*WHAT YOU ARE ASKED TO DO*.
Copy, from the entries below, each line where the word "hawk" can be found.

[Stored data]
-.-.-
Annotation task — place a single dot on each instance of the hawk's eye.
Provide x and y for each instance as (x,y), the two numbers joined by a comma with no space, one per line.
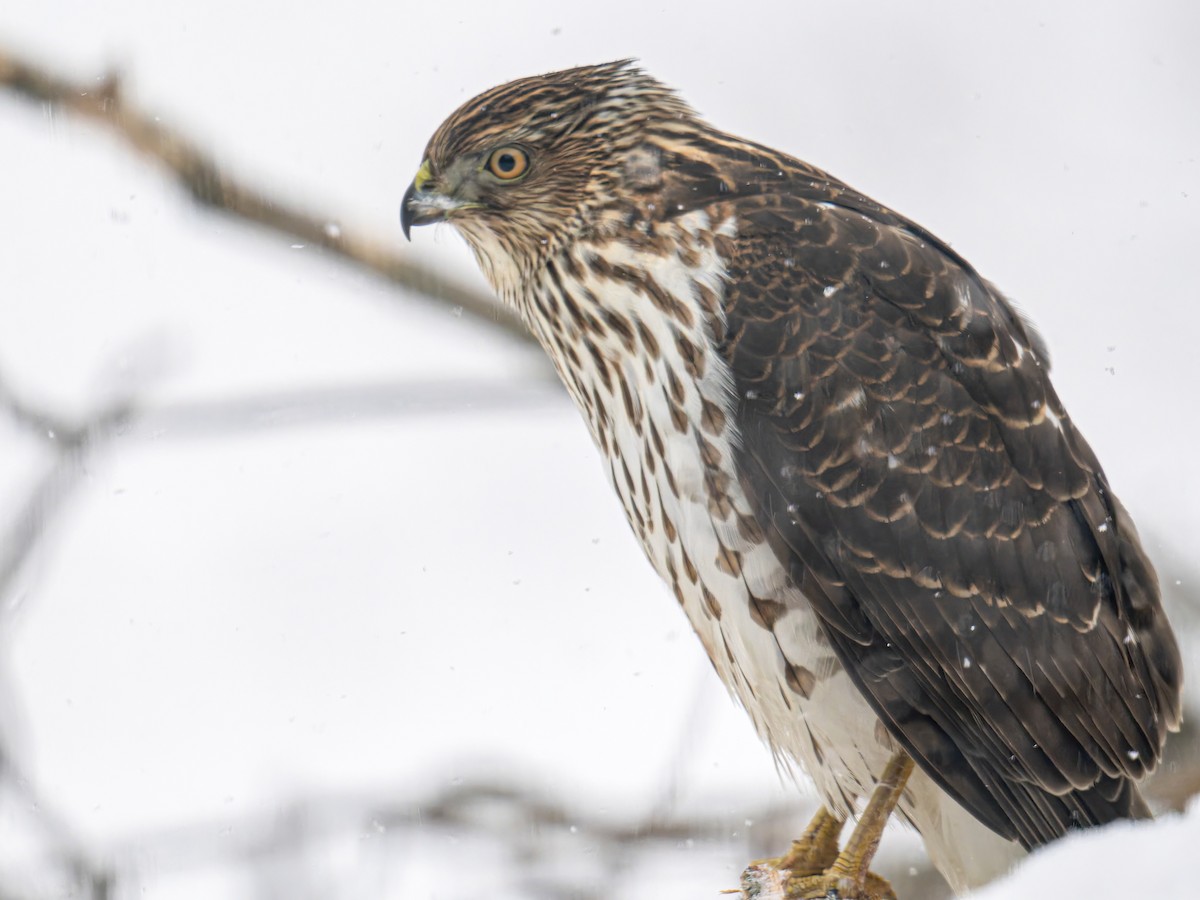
(508,163)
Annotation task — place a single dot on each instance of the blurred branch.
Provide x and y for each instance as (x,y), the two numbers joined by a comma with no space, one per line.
(102,101)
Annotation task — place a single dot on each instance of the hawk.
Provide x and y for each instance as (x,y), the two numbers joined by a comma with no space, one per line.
(839,447)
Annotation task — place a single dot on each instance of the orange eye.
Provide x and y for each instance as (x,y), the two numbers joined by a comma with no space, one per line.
(508,163)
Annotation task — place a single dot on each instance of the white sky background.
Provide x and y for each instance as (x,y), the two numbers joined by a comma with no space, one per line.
(223,619)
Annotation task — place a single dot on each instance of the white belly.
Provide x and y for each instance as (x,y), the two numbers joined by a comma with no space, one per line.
(659,402)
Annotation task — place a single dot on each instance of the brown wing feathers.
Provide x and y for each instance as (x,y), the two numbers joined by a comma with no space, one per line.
(901,437)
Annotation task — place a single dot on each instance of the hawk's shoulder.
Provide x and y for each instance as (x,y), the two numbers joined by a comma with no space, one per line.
(917,472)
-.-.-
*REPLY TO THE EXERCISE*.
Annotation task — place a single dot on each instance of the hawk's eye.
Annotation task — place a single dot on each instance of the hawk.
Annotation task — place a single dot on each instance of the hawk's shoulder.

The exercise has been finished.